Objective:
List every line of the items below that contains the word "beige".

Dataset records:

........

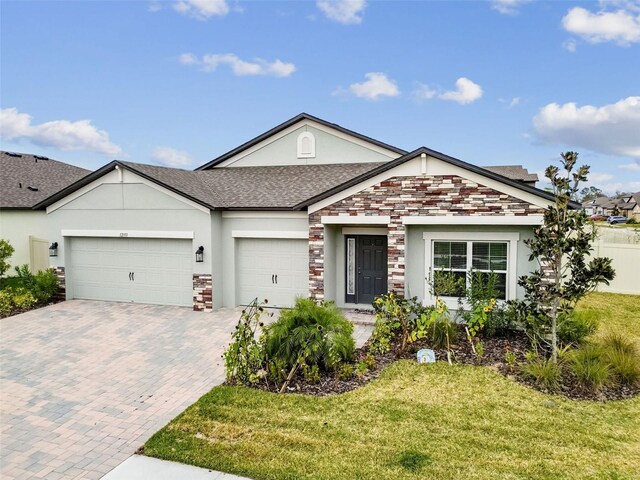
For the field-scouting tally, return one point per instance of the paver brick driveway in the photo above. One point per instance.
(84, 384)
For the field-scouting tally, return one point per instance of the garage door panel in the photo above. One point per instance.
(260, 260)
(162, 270)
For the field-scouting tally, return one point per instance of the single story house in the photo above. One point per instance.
(629, 206)
(308, 208)
(26, 180)
(596, 206)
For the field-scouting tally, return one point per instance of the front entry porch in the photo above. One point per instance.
(366, 268)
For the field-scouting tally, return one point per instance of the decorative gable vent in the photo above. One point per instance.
(306, 145)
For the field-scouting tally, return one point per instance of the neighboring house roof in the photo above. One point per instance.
(26, 180)
(289, 123)
(292, 187)
(247, 188)
(514, 172)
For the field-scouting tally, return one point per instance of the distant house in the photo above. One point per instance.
(630, 206)
(24, 181)
(596, 206)
(308, 208)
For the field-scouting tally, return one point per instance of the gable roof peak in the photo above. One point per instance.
(292, 121)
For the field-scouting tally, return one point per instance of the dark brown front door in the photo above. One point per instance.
(371, 268)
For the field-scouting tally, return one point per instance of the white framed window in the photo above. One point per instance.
(306, 145)
(463, 252)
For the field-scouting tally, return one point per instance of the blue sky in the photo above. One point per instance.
(181, 82)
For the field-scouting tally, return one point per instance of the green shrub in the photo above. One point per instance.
(502, 320)
(370, 362)
(361, 369)
(27, 279)
(381, 336)
(443, 332)
(575, 327)
(590, 369)
(311, 374)
(6, 250)
(345, 371)
(543, 371)
(395, 314)
(46, 285)
(623, 358)
(313, 333)
(23, 299)
(243, 358)
(6, 302)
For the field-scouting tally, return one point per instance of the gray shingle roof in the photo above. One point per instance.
(26, 180)
(514, 172)
(255, 187)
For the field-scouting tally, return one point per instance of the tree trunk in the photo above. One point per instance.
(554, 310)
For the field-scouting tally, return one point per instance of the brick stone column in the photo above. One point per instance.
(202, 292)
(316, 257)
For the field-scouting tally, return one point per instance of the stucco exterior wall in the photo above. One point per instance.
(257, 222)
(329, 148)
(16, 226)
(399, 197)
(120, 202)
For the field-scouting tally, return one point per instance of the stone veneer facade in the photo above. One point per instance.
(202, 292)
(399, 197)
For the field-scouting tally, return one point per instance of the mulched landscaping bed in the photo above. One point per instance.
(493, 357)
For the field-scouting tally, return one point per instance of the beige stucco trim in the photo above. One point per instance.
(117, 176)
(474, 220)
(364, 231)
(269, 234)
(264, 214)
(434, 167)
(355, 220)
(127, 233)
(304, 123)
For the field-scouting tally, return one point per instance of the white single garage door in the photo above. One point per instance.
(272, 269)
(143, 270)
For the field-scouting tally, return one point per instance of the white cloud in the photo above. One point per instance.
(611, 188)
(507, 7)
(170, 157)
(154, 6)
(377, 85)
(422, 92)
(596, 177)
(466, 92)
(621, 26)
(632, 167)
(347, 12)
(570, 45)
(201, 9)
(211, 61)
(611, 129)
(62, 134)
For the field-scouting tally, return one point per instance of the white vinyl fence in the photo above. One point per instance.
(622, 246)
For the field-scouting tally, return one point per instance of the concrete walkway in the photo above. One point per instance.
(139, 467)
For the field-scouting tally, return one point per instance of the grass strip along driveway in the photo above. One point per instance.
(415, 421)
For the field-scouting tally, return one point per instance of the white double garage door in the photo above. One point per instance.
(160, 271)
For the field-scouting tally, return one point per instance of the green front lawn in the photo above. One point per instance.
(415, 422)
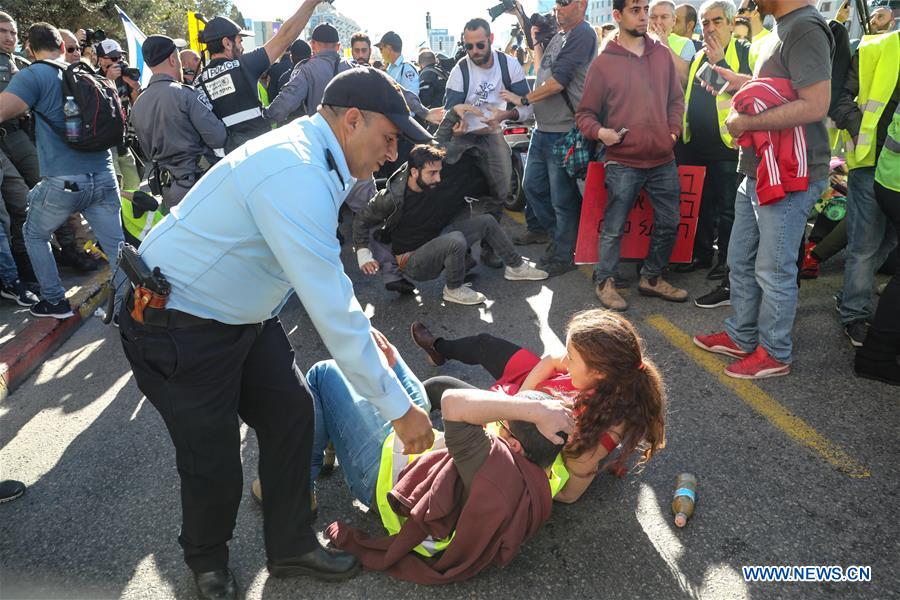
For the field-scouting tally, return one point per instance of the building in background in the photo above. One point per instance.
(326, 13)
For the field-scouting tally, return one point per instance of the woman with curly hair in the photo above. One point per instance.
(619, 397)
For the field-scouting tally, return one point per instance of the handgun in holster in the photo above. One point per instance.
(151, 289)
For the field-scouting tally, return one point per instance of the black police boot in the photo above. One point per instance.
(326, 564)
(216, 585)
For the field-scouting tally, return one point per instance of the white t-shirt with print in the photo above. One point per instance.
(485, 86)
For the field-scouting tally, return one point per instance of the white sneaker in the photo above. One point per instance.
(525, 272)
(463, 295)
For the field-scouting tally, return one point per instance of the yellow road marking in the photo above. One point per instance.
(793, 426)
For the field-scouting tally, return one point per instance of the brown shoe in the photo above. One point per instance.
(659, 287)
(424, 340)
(609, 296)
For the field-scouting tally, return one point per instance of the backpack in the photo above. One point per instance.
(103, 120)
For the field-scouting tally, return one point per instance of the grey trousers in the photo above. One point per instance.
(447, 252)
(496, 164)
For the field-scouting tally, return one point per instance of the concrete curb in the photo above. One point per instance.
(21, 356)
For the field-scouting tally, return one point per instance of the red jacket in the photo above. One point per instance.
(782, 154)
(508, 502)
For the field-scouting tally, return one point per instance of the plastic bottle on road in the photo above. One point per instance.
(72, 120)
(685, 496)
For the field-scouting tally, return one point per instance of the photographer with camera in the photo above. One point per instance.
(563, 60)
(478, 80)
(73, 180)
(174, 123)
(111, 63)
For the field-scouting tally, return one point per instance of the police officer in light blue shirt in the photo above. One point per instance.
(402, 71)
(258, 227)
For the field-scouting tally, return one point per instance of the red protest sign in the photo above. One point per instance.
(639, 225)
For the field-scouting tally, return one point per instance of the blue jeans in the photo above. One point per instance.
(9, 274)
(49, 206)
(552, 195)
(762, 257)
(623, 184)
(869, 242)
(353, 425)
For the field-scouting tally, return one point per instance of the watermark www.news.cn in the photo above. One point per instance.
(800, 574)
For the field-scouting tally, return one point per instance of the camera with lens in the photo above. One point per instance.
(547, 28)
(503, 7)
(92, 36)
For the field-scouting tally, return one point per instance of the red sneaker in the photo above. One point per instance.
(810, 267)
(758, 365)
(720, 343)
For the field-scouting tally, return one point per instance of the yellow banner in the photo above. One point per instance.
(195, 26)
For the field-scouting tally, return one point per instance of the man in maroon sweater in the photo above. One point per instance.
(633, 85)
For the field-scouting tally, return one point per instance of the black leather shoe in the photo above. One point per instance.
(401, 286)
(424, 340)
(216, 585)
(326, 564)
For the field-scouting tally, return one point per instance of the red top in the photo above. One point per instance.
(518, 368)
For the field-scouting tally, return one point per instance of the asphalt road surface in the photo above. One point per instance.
(799, 470)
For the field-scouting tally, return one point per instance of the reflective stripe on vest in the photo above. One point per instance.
(393, 461)
(244, 115)
(888, 171)
(677, 43)
(757, 45)
(723, 101)
(234, 98)
(138, 227)
(879, 66)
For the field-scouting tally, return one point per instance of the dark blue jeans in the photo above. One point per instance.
(552, 195)
(622, 186)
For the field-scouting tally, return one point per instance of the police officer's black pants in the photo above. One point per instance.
(201, 379)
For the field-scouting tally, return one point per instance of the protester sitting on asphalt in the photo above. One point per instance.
(452, 503)
(431, 233)
(618, 392)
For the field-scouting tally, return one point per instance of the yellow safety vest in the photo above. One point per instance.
(888, 171)
(138, 227)
(879, 67)
(263, 93)
(723, 101)
(756, 46)
(677, 43)
(393, 461)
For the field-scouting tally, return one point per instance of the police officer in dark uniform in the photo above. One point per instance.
(174, 123)
(230, 78)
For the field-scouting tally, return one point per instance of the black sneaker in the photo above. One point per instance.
(60, 310)
(717, 273)
(721, 296)
(10, 490)
(18, 293)
(857, 331)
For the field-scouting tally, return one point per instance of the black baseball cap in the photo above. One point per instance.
(369, 89)
(219, 27)
(391, 39)
(157, 48)
(325, 33)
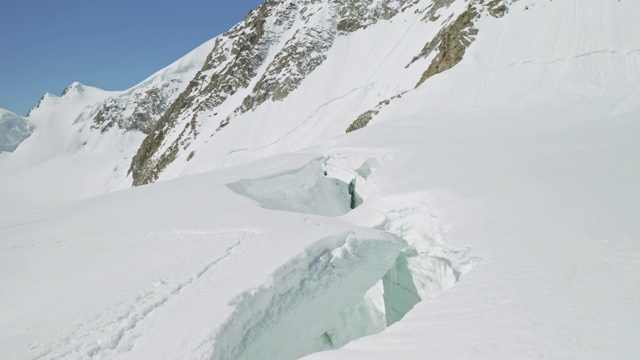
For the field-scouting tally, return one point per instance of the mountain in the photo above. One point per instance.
(13, 130)
(329, 179)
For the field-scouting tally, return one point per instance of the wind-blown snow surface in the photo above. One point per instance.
(519, 164)
(13, 130)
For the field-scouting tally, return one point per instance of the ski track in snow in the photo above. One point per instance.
(116, 325)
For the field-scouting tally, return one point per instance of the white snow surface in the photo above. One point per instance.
(495, 217)
(13, 130)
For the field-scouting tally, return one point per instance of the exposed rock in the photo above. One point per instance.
(364, 118)
(14, 129)
(432, 12)
(452, 42)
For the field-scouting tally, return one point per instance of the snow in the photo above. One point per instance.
(13, 130)
(496, 219)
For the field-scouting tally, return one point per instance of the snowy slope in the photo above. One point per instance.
(487, 212)
(13, 130)
(84, 139)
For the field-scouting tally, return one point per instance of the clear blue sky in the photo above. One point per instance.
(45, 45)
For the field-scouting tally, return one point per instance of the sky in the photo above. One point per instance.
(46, 45)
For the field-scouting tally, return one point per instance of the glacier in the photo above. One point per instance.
(487, 212)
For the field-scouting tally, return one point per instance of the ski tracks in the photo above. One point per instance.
(112, 331)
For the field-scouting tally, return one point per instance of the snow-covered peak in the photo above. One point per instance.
(13, 130)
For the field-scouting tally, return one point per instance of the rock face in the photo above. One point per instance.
(266, 57)
(13, 130)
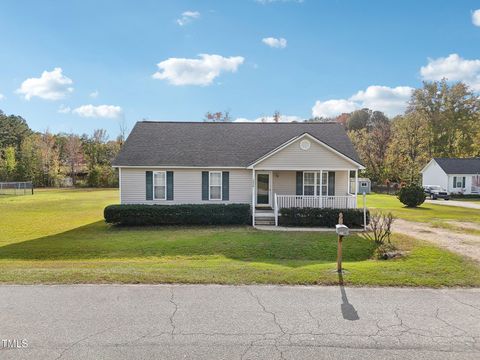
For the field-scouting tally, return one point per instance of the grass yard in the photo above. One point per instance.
(59, 236)
(430, 213)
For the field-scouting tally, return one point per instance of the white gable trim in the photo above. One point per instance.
(292, 140)
(175, 167)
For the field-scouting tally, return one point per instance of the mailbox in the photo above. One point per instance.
(341, 229)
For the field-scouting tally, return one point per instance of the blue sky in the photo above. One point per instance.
(99, 58)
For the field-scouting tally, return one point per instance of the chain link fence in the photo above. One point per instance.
(16, 188)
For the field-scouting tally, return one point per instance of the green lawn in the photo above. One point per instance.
(430, 213)
(58, 236)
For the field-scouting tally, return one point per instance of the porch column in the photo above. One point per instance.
(356, 186)
(253, 197)
(321, 189)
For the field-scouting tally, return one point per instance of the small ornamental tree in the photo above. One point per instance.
(411, 195)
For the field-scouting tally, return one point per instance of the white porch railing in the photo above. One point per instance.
(300, 201)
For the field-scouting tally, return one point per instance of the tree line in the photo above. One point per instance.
(441, 120)
(56, 159)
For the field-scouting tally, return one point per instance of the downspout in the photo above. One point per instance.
(253, 197)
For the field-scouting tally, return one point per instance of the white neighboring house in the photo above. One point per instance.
(457, 176)
(267, 165)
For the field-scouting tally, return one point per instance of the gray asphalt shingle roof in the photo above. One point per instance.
(219, 144)
(459, 166)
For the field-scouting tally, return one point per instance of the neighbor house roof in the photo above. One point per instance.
(459, 166)
(156, 143)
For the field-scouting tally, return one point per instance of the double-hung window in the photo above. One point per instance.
(325, 183)
(159, 185)
(215, 184)
(459, 181)
(311, 183)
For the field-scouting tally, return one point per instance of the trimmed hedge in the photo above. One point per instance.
(196, 214)
(325, 217)
(412, 195)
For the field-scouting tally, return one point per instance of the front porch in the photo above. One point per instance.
(277, 189)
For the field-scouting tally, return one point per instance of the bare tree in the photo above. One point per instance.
(74, 155)
(123, 131)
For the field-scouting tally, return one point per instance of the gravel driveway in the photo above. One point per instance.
(466, 204)
(465, 244)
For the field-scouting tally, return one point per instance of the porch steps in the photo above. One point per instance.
(264, 217)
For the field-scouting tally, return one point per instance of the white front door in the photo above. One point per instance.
(264, 188)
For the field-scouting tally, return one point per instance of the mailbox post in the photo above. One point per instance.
(342, 231)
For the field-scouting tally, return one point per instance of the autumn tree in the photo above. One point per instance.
(451, 113)
(371, 135)
(8, 163)
(217, 116)
(13, 129)
(73, 155)
(408, 151)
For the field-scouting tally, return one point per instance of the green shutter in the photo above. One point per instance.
(204, 185)
(299, 183)
(331, 183)
(225, 185)
(169, 185)
(149, 185)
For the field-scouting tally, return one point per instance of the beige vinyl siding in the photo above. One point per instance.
(187, 186)
(317, 157)
(284, 182)
(341, 183)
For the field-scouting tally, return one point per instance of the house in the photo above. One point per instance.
(267, 165)
(455, 175)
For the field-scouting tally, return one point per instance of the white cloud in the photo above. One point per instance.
(51, 85)
(392, 101)
(264, 2)
(283, 118)
(280, 43)
(100, 111)
(180, 71)
(64, 109)
(331, 108)
(476, 17)
(187, 17)
(453, 68)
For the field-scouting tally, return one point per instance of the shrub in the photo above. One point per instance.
(386, 251)
(321, 217)
(412, 195)
(197, 214)
(380, 227)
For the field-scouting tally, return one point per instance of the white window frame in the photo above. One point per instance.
(165, 185)
(210, 185)
(314, 183)
(459, 180)
(316, 179)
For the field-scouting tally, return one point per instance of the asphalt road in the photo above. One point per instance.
(238, 322)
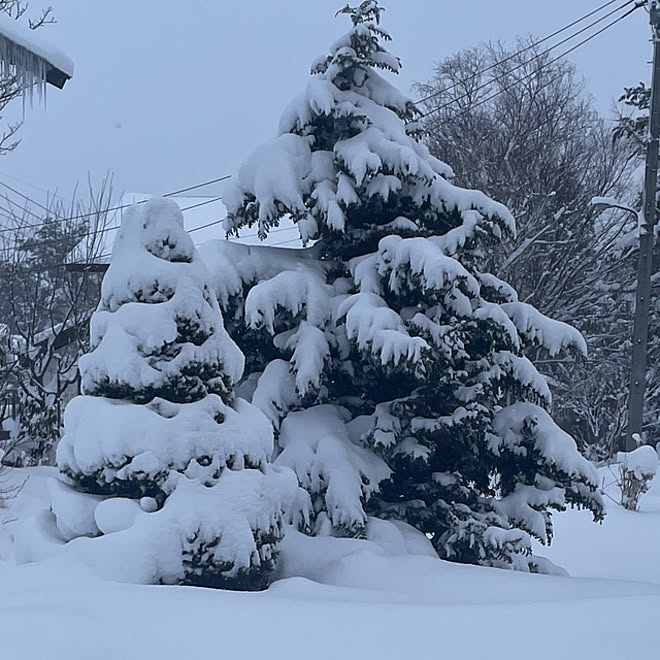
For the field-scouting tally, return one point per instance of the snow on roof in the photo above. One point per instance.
(203, 219)
(25, 53)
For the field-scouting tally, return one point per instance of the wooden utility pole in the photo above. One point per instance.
(645, 265)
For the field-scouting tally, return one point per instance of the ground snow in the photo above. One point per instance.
(385, 598)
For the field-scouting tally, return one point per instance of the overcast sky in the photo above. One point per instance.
(167, 93)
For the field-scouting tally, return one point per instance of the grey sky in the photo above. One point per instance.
(168, 93)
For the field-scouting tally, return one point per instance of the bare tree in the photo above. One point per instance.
(46, 310)
(523, 129)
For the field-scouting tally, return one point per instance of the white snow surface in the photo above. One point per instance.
(386, 597)
(133, 441)
(154, 254)
(34, 41)
(643, 461)
(316, 445)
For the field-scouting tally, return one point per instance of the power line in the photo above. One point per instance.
(525, 63)
(529, 47)
(533, 73)
(93, 213)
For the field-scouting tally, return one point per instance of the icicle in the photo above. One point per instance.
(29, 69)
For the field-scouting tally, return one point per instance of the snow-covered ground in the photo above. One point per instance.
(363, 599)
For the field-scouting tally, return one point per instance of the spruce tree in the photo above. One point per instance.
(171, 463)
(387, 333)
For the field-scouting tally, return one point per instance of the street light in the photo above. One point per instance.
(641, 319)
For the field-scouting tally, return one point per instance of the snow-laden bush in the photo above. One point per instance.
(391, 362)
(637, 469)
(164, 461)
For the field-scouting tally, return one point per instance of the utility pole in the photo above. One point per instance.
(645, 264)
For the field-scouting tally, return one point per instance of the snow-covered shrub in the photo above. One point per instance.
(390, 326)
(637, 469)
(390, 320)
(181, 469)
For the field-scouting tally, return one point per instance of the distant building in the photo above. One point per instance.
(25, 54)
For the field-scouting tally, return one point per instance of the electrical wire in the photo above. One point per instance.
(533, 45)
(531, 74)
(93, 213)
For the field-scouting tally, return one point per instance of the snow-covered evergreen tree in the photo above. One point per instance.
(168, 463)
(396, 363)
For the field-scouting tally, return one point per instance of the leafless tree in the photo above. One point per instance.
(46, 310)
(522, 128)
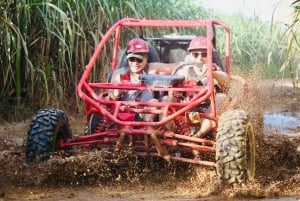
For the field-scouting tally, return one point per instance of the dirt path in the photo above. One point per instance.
(87, 176)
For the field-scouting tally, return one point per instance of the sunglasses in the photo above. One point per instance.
(197, 54)
(134, 59)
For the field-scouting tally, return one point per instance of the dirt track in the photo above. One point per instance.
(87, 176)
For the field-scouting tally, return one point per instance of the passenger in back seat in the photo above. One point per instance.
(194, 69)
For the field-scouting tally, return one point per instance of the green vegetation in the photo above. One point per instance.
(46, 44)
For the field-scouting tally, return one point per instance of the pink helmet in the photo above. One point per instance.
(137, 45)
(197, 43)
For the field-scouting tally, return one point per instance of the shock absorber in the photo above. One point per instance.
(103, 125)
(181, 126)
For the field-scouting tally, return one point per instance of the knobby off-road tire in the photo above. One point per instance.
(47, 128)
(235, 148)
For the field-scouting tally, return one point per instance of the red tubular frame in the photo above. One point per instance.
(161, 139)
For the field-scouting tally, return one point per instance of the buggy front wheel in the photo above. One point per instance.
(48, 127)
(235, 148)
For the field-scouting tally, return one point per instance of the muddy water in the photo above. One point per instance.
(285, 123)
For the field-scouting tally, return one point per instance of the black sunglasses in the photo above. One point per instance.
(134, 59)
(196, 54)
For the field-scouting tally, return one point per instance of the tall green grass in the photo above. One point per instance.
(45, 45)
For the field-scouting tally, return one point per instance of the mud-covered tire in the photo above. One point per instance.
(47, 128)
(235, 148)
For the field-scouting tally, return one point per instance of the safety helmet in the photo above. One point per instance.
(197, 43)
(137, 45)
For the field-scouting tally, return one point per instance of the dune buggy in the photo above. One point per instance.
(114, 125)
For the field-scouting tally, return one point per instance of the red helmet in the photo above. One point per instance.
(137, 45)
(197, 43)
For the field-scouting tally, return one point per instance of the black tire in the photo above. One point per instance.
(235, 148)
(47, 128)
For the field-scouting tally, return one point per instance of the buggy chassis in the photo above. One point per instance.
(115, 130)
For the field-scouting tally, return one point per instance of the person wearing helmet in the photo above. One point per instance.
(137, 54)
(194, 68)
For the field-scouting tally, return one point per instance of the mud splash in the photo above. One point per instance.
(286, 123)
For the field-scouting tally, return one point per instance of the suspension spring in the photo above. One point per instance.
(181, 126)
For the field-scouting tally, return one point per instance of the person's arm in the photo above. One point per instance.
(162, 68)
(115, 94)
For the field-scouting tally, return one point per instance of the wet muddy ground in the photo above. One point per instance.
(90, 176)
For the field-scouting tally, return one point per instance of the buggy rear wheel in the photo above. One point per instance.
(47, 128)
(235, 148)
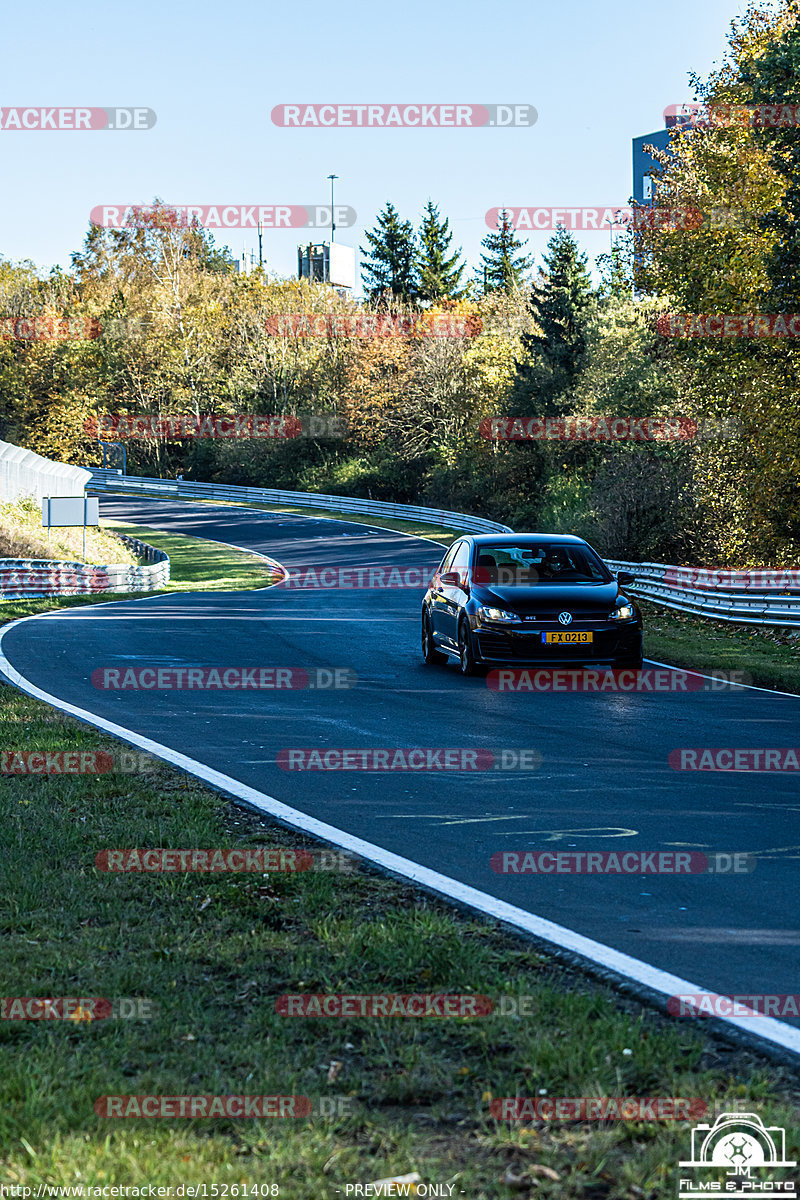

........

Result:
For the field-scouting tally, return one point per instance of the beige stucco trim in the photo above. One point per instance.
For the field-scouting tally, return one point per instance of the beige vinyl siding in the photo above. One point per instance.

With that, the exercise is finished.